Copy the stretch of the records below, starting at the line that contains "Task: identify the terracotta" and running through the end of the records, keeping every line exactly as it appears.

→ **Raw data**
───
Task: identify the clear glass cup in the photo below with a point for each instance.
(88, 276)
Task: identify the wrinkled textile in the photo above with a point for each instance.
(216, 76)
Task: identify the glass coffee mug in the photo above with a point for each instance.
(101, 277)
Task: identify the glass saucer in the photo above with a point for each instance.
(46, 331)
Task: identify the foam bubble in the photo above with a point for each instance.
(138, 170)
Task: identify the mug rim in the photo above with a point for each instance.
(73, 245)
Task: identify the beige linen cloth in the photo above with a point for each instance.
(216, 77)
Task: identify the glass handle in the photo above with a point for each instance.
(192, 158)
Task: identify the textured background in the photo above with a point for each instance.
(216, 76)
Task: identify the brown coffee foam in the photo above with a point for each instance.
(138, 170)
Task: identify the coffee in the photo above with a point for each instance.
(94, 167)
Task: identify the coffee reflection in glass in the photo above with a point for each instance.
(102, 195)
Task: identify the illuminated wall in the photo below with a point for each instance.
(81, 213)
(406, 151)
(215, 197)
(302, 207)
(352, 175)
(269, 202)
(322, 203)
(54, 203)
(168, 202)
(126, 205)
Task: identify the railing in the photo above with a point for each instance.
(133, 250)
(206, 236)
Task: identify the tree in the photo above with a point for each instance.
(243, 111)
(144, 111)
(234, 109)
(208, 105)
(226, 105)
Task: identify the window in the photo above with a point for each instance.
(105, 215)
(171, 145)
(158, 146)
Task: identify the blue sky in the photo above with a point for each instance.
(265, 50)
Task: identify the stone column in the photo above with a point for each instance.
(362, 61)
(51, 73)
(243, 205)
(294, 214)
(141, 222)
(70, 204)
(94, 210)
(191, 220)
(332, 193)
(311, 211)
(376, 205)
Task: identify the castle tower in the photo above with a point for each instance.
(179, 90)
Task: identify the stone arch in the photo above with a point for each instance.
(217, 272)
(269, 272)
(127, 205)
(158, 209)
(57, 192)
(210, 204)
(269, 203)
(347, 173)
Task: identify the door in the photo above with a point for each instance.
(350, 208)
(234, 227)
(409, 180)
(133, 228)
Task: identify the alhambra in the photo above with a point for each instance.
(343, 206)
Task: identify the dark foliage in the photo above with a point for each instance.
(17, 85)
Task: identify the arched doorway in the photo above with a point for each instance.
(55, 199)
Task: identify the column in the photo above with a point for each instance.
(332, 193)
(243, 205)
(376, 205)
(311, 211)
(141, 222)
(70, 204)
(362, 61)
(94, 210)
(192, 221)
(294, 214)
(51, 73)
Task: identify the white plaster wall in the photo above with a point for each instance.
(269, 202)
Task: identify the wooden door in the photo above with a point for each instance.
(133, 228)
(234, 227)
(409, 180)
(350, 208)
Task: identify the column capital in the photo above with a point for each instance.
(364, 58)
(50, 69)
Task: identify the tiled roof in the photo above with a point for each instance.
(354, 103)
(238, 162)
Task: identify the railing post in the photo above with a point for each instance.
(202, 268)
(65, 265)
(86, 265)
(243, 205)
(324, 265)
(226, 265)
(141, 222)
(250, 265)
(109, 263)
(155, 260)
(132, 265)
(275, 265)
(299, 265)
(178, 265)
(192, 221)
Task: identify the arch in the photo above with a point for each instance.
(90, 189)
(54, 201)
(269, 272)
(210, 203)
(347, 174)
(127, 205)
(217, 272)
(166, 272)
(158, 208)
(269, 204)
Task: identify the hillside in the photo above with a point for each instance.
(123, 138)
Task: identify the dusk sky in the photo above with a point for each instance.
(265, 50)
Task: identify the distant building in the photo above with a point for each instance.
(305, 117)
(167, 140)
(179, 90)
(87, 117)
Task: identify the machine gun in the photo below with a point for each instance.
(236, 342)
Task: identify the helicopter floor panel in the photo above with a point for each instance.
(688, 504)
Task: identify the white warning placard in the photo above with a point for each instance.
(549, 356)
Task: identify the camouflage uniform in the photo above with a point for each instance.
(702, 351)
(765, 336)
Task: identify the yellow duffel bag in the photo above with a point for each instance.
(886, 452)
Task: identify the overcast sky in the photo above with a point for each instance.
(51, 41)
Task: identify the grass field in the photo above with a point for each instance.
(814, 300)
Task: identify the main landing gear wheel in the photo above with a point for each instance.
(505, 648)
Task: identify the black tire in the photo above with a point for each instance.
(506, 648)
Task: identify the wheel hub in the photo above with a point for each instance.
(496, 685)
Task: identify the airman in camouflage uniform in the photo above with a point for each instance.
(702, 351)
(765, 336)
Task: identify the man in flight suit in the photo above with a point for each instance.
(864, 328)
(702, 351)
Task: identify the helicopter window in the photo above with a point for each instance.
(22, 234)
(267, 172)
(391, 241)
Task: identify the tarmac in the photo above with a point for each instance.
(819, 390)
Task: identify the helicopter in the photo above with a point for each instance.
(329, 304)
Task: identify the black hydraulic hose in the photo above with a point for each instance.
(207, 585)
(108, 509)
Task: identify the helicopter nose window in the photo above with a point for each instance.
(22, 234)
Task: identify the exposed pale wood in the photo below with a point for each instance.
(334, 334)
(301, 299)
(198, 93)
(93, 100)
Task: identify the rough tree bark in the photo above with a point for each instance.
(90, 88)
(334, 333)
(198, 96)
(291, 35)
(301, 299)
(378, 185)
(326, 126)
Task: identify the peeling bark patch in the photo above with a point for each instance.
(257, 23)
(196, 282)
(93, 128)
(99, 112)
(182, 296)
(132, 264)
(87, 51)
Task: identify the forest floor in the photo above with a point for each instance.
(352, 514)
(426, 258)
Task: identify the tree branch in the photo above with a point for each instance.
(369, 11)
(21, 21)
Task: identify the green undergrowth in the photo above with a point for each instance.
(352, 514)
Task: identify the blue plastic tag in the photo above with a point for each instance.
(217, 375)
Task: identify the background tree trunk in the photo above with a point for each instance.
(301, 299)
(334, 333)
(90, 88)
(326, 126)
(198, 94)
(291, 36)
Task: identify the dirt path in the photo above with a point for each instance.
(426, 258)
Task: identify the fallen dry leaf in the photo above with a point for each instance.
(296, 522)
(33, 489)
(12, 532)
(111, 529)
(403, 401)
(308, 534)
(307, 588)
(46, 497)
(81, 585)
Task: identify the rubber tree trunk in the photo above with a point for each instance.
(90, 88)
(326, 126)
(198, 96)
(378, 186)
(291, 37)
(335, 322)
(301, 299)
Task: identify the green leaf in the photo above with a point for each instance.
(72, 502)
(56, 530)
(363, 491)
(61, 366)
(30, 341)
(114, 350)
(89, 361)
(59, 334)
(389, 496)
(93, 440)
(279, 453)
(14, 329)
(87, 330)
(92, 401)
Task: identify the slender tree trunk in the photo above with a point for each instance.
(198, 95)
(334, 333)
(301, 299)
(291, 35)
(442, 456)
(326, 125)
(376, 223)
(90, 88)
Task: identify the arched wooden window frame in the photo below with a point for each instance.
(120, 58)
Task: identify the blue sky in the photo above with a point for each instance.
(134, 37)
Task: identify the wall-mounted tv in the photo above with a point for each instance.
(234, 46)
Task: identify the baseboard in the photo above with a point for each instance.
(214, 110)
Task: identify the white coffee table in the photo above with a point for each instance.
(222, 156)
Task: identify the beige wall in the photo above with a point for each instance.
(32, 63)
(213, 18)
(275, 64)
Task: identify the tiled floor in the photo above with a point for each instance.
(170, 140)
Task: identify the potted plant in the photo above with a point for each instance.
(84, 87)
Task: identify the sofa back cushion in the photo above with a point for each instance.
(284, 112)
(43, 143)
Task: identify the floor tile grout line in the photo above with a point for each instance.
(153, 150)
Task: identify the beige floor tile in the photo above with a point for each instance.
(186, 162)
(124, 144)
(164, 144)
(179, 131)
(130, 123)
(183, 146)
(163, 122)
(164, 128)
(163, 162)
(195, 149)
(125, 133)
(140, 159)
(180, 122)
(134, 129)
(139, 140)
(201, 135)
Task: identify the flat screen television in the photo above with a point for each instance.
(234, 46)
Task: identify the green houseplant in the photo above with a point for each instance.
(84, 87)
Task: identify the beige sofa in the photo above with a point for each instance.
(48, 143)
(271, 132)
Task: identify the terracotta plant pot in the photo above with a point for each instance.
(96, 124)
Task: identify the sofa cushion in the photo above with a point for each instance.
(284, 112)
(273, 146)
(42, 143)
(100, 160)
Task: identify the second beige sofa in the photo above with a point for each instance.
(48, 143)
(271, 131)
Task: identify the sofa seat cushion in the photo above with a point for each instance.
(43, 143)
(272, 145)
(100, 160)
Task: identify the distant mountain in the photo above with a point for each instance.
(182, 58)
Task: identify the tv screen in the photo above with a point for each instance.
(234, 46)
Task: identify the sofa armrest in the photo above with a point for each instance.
───
→ **Result**
Task: identify the terracotta plant pot in the photo above with a point for each instance.
(96, 124)
Task: identify the sofa cushion in the photo above with a point for each instance.
(284, 112)
(273, 146)
(42, 143)
(100, 160)
Task: identify the second beige sofa in the photo above with a point for each instance.
(48, 143)
(271, 131)
Task: identify the sofa seat cushion in the photo above with a point for each instance.
(43, 143)
(272, 145)
(100, 160)
Task: identify the distant mountain in the photo above with a point for each instance.
(182, 58)
Task: identify the tv screen in the photo above with a point for each instance.
(234, 46)
Task: identify the sofa armrest in the photo above with a point for each instance.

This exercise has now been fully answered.